# Task brief
Transcribe exactly everything in the data below from the line containing "Query: mulch bed" down to the line containing "Query: ski boot", both lines included and nothing further.

─── Records provided ───

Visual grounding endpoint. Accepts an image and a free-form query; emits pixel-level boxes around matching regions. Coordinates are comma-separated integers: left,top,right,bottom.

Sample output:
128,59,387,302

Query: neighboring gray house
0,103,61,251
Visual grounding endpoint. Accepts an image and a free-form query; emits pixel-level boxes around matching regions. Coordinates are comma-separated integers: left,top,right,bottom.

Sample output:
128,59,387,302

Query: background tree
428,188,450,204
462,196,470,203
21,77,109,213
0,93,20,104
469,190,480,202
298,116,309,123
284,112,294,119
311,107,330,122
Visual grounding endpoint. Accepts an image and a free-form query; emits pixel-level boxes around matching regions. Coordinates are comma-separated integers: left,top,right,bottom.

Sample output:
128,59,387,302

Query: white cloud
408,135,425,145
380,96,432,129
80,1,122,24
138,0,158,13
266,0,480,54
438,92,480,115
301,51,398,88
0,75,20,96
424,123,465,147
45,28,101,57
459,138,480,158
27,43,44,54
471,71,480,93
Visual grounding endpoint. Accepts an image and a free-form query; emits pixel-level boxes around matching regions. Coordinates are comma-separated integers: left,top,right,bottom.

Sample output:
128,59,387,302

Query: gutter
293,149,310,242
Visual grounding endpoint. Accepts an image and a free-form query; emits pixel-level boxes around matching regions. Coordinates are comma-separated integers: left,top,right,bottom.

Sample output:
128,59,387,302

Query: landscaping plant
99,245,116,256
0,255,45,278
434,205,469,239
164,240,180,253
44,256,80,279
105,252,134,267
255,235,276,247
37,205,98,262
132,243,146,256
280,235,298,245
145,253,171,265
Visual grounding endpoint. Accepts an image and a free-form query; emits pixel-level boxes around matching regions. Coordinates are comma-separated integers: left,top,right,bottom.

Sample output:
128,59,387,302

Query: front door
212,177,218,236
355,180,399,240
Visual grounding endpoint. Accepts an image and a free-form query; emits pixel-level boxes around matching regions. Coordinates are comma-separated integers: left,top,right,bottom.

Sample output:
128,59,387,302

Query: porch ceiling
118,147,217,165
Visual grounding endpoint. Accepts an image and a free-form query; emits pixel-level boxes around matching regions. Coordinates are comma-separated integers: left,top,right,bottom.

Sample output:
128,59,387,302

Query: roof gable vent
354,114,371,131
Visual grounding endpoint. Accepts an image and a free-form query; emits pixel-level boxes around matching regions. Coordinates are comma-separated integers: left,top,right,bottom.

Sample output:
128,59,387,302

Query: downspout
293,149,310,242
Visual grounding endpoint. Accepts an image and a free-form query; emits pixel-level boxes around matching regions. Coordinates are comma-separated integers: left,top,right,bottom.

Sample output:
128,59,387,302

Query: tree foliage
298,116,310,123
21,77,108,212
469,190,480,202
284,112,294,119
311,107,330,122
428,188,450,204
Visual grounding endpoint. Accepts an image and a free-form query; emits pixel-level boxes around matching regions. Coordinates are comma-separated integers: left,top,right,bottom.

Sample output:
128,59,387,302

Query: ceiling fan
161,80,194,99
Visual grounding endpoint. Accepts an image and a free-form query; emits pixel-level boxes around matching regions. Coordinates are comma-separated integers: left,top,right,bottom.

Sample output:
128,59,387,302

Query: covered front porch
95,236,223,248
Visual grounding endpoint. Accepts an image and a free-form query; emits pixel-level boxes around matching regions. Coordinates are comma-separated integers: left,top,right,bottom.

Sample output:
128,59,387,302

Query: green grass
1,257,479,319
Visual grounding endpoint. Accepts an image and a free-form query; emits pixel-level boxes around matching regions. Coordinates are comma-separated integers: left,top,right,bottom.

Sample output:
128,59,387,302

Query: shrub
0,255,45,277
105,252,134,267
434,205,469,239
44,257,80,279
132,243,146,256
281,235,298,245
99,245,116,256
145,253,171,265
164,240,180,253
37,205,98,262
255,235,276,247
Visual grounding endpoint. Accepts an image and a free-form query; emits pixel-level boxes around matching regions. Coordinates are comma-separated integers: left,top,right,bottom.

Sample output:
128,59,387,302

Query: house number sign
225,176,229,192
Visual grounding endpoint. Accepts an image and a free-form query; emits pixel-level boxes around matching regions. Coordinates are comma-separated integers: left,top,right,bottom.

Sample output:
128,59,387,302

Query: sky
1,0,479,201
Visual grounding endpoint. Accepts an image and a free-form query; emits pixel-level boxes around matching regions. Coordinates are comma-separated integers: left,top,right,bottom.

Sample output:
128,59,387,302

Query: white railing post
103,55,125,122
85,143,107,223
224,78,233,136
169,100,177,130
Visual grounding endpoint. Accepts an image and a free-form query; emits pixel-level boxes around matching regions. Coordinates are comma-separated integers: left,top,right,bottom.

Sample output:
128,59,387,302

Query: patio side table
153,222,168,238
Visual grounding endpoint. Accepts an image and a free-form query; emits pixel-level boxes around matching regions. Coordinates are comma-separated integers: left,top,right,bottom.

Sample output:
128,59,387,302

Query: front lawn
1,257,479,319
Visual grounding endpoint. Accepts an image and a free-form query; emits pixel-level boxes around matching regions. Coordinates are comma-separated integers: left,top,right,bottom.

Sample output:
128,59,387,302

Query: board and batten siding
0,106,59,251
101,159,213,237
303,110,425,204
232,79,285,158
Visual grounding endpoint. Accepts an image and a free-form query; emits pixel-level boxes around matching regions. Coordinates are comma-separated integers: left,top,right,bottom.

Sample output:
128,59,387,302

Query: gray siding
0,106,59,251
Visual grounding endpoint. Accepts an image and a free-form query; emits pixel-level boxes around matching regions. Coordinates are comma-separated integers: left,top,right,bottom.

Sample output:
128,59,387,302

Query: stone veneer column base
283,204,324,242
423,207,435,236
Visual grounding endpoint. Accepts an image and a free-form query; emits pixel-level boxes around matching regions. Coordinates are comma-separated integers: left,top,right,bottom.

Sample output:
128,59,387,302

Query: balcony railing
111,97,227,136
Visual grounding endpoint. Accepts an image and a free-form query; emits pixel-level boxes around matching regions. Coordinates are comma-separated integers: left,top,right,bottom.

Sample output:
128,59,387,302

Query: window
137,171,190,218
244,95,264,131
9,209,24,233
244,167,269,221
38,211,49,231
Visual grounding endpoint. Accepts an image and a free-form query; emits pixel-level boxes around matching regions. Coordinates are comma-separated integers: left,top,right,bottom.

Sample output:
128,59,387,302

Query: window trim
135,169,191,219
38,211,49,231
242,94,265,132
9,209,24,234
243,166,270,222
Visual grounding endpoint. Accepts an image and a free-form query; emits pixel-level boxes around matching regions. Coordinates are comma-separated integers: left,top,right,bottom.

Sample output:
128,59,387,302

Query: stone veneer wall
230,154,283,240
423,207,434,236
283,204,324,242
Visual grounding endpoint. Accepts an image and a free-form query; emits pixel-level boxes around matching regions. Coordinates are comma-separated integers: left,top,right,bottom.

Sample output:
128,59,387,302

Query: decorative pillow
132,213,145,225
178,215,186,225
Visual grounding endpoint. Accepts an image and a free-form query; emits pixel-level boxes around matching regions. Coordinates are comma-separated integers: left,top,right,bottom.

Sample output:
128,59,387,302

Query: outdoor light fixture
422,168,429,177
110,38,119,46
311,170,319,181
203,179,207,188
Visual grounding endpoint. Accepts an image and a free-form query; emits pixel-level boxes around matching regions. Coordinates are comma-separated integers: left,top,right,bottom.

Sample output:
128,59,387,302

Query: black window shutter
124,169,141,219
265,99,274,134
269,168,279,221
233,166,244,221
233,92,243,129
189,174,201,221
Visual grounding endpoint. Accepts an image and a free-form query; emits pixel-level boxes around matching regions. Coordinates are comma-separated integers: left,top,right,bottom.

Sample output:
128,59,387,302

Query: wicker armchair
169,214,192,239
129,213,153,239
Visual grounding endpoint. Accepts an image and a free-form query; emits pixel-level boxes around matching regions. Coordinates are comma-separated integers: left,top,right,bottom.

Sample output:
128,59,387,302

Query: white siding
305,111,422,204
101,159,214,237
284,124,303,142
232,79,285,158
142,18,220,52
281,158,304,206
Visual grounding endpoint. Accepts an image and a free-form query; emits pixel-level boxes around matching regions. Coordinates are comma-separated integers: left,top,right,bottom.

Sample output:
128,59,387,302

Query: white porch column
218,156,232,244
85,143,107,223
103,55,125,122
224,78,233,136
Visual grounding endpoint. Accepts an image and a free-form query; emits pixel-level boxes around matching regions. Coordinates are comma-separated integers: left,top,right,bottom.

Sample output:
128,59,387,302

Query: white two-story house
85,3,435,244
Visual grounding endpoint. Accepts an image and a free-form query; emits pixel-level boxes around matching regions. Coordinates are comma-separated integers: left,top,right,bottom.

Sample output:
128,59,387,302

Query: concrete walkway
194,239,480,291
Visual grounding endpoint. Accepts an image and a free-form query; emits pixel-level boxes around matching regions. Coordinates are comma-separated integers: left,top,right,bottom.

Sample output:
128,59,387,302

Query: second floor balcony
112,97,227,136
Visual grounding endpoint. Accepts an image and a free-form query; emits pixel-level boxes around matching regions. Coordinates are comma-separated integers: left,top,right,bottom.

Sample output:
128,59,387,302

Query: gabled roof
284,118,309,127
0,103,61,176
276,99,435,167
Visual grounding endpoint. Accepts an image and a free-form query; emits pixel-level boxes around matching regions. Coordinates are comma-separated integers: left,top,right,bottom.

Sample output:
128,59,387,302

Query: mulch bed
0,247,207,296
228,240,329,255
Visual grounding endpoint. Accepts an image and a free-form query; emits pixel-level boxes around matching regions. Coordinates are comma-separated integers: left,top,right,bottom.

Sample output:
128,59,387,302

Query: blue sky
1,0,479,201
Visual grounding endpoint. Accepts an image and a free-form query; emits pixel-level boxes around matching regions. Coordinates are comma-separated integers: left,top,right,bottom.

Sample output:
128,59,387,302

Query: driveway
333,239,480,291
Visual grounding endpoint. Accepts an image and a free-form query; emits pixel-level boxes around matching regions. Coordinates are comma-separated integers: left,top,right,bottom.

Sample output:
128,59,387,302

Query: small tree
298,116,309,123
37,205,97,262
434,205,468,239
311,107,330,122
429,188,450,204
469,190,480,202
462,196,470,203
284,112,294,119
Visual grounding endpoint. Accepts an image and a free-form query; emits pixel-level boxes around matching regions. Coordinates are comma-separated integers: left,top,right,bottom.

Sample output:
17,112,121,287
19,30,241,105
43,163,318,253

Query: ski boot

───
─── Records provided ───

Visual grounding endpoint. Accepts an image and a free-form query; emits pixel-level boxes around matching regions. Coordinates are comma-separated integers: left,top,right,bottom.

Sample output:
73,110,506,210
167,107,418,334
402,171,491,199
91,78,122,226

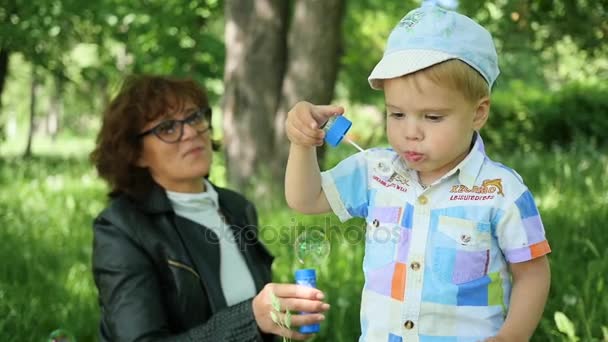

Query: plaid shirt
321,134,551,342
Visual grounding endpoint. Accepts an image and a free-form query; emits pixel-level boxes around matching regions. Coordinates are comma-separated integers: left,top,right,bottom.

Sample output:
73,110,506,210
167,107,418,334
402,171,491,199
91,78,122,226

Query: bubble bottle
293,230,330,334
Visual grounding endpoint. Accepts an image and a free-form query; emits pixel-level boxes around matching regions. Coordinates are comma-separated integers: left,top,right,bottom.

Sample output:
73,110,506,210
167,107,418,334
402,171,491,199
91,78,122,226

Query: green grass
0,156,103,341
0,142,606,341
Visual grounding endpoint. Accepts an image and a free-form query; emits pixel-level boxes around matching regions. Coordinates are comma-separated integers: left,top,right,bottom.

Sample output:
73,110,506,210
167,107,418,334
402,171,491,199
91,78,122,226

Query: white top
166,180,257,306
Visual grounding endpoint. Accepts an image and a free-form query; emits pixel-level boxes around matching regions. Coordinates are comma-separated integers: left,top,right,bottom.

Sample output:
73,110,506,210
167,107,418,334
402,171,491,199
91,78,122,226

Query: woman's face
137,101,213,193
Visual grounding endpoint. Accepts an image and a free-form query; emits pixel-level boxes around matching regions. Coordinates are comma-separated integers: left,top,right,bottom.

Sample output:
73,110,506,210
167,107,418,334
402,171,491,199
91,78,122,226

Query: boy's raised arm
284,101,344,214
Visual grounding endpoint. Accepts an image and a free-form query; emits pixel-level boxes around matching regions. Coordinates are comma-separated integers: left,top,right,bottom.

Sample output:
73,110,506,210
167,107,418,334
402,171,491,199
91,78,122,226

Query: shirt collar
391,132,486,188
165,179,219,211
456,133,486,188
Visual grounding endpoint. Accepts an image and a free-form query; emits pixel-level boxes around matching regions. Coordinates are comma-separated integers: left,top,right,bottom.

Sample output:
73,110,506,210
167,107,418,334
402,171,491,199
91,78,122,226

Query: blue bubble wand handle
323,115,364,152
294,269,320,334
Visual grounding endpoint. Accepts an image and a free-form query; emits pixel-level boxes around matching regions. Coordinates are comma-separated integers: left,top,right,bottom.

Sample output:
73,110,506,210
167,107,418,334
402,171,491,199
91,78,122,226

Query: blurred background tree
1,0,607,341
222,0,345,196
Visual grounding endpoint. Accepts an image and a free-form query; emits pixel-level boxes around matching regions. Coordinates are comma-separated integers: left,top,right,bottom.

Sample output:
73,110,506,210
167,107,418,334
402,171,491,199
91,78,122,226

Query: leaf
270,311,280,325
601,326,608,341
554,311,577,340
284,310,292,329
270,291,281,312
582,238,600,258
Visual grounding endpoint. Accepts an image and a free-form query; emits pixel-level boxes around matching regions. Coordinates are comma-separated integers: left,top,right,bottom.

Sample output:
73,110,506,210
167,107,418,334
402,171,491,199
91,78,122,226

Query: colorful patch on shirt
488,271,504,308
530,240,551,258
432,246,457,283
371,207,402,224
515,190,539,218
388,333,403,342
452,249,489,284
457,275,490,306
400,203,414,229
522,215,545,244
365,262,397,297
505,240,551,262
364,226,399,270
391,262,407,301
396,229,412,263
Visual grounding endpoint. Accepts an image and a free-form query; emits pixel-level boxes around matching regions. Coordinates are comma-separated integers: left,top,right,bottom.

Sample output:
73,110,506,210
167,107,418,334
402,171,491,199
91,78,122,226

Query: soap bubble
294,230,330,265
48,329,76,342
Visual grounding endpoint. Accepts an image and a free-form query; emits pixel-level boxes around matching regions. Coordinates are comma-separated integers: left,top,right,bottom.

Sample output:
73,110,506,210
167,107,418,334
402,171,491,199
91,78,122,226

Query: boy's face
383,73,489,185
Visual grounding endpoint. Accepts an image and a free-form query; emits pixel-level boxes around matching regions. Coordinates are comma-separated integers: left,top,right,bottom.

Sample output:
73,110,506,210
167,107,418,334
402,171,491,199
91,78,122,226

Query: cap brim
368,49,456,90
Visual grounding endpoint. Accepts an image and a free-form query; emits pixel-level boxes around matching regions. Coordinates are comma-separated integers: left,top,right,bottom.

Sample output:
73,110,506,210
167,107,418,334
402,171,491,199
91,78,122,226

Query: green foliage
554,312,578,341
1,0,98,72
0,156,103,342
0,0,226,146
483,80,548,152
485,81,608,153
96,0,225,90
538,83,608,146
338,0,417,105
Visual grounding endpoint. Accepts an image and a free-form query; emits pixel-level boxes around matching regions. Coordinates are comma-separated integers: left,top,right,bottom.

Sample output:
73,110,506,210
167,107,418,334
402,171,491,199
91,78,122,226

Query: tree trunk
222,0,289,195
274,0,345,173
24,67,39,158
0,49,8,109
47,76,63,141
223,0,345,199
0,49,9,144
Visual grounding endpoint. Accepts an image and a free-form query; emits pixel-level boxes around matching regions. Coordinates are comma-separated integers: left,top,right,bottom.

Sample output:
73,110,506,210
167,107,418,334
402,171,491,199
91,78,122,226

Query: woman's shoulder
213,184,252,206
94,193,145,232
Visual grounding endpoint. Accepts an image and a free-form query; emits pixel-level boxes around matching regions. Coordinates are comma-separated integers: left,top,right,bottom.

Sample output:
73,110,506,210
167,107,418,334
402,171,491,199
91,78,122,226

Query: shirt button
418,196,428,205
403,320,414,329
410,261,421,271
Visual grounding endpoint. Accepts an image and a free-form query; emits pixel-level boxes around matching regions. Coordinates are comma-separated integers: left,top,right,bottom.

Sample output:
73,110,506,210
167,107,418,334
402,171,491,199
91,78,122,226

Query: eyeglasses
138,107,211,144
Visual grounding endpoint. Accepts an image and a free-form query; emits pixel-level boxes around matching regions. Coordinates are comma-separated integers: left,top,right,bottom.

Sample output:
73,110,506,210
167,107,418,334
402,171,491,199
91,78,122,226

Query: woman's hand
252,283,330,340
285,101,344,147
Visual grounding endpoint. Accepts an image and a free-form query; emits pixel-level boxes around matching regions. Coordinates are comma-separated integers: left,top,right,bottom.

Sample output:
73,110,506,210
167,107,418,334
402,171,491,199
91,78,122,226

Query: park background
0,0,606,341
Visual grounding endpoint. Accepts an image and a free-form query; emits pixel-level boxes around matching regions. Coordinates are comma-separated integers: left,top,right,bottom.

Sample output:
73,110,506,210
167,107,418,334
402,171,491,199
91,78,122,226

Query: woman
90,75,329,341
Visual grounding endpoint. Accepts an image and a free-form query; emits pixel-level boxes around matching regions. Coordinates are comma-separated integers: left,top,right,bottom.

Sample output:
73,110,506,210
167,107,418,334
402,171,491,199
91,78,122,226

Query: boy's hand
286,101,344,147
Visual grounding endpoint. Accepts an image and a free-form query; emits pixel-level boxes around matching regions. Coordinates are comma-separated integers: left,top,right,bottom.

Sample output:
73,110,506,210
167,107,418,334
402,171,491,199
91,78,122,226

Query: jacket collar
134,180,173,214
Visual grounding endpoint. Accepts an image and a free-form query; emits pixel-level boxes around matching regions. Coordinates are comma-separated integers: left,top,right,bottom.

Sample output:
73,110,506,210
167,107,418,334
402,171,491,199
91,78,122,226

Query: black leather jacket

───

# Exercise output
Query: mulch bed
0,247,207,296
228,240,329,255
Visual grounding endpoint. Accepts an image and a free-form query; emits pixel-level boxes around matching regions. Coordinates are comma-separated integers: left,top,right,bottom.

Sample output:
128,59,387,302

Query: blue sky
1,0,479,201
Visual grounding endpoint. Accepts an image and a free-form query; emits pixel-level boxes around matching regions. Coordinates are comma-separated integers: left,top,right,bottom.

Sample output:
128,59,387,302

Query: driveway
333,239,480,291
Visual grounding endpoint. Accepts an image and a free-form query; emits pixel-level boxes around matching regions. Coordinates are comma-separated integers: left,top,right,bottom.

Sample output:
128,59,387,302

Query: small tree
298,116,309,123
37,205,97,262
434,205,468,239
311,107,330,122
429,188,450,204
469,190,480,202
462,196,470,203
284,112,294,119
Visual grounding endpoint. Accepts an image and a free-form query; emits pixel-level boxes around matching regions. Coordinates are comma-separated integers: left,top,right,bottom.

Sample output:
17,112,121,287
19,30,241,105
43,163,318,253

Query: ski boot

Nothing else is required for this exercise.